> _Passage for review_:
══════
# Mock Data Generation

## Current Mock Data for the Telehealth Benchmark
Feel free to use some of the data for other purposes.
- `patients.json`: a database of patients with their demographics, medical history, and insurance information
- `providers.json`: a database of healthcare providers, their specialties, schedules, and availability
- `appointments.json`: a database of telehealth appointments that can be scheduled, modified, or cancelled
- `medical_records.json`: a database of consultation notes, prescriptions, and test results

Check `../tools` for mock APIs on top of current mock data.

### Experience of Mock Data Generation

Read our paper to learn more about the generation process for each database. In general, it involves the following stages:

1. Design the type and schema of each database. Can use GPT for co-brainstorming but has to be human decided as it is the foundation of everything else.
══════
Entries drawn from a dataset

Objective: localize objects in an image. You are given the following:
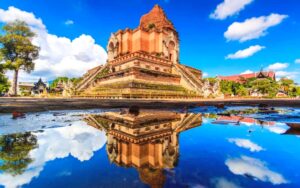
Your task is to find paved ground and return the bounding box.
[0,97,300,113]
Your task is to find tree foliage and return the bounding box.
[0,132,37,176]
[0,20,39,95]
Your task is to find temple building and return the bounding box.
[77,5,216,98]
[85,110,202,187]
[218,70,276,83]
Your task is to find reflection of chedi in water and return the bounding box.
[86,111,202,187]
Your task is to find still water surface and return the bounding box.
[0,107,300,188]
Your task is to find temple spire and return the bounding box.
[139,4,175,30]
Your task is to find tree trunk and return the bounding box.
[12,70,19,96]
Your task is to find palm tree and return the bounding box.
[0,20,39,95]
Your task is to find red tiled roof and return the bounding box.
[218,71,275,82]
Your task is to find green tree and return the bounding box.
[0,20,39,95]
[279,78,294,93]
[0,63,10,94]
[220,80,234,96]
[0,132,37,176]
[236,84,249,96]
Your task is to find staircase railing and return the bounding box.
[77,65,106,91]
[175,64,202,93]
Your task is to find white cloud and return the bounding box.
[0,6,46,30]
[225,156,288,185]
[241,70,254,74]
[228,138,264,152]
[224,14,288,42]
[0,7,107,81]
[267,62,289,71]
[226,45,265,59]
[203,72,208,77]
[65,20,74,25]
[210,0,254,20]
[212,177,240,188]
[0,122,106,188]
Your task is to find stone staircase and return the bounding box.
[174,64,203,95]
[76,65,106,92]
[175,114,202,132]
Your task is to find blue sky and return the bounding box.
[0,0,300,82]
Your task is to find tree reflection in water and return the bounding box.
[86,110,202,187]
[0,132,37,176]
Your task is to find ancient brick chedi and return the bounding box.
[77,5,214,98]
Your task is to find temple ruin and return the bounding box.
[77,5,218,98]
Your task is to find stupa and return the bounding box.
══════
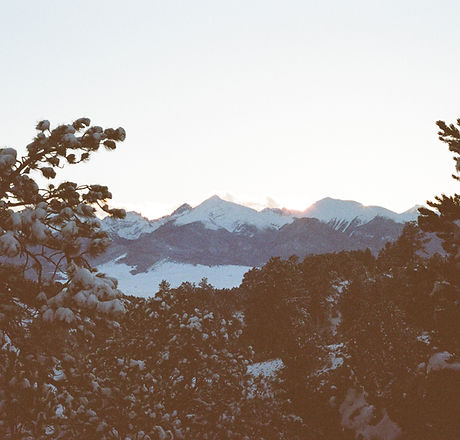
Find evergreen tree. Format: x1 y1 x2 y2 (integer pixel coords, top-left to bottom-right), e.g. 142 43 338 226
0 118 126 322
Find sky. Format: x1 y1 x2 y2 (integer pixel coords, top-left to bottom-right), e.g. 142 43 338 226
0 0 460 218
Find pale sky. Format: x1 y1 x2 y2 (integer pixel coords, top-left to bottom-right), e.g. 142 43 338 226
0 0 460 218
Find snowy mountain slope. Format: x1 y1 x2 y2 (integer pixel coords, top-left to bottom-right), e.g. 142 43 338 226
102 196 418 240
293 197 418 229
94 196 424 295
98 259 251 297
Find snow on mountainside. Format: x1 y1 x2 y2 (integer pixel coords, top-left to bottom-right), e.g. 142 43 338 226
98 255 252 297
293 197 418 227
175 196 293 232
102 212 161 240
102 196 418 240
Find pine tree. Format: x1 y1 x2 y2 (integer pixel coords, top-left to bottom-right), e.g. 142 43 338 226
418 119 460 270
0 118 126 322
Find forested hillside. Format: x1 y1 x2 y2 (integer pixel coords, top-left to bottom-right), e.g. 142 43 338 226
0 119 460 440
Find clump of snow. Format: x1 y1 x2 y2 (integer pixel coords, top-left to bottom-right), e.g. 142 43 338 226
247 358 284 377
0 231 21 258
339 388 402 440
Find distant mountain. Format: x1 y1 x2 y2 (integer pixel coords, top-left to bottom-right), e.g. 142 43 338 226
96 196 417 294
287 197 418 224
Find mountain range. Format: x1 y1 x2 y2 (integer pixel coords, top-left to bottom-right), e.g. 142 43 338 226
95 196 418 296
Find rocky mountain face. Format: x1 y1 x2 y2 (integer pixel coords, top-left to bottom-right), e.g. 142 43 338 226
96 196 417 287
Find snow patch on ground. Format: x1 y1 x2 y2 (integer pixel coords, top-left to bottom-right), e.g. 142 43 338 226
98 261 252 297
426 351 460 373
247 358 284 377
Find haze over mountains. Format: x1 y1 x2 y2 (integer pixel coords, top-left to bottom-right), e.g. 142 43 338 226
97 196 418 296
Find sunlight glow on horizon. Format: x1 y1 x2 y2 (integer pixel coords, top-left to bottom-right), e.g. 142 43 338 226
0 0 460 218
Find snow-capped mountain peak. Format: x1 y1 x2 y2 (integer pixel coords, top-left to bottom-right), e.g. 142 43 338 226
══════
> _To do_:
1. Answer these about the mock data text:
(a) Which file holds consultation notes, prescriptions, and test results?
(b) Where does the text point readers for mock APIs built on the current mock data?
(c) In stage 1, what may GPT be used for, and who has to make the final decision?
2. Write the next part of the text on telehealth mock data generation, going on from its last line.

> _Results in order_:
1.
(a) `medical_records.json`
(b) `../tools`
(c) GPT may be used for co-brainstorming the type and schema of each database, but the decision has to be made by humans.

2.
2. For each schema, figure out which parts can be programmaticly generated and which parts need GPT. For example,
    - Provider specialties (cardiology, dermatology, psychiatry) and patient names (Sara, John, Noah) need GPT generation
    - Appointment times and insurance copays can be generated via code
3. Use GPT to generate seed data (first names, last names, addresses, cities, medical conditions, etc.), then use a program to compose them with other code generated data. Can use GPT to help write the code for this part, but I think code-based database construction is more reliable than GPT-based database construction (e.g., give some example patient profiles and ask GPT to generate more --- issues with diversity and reliability).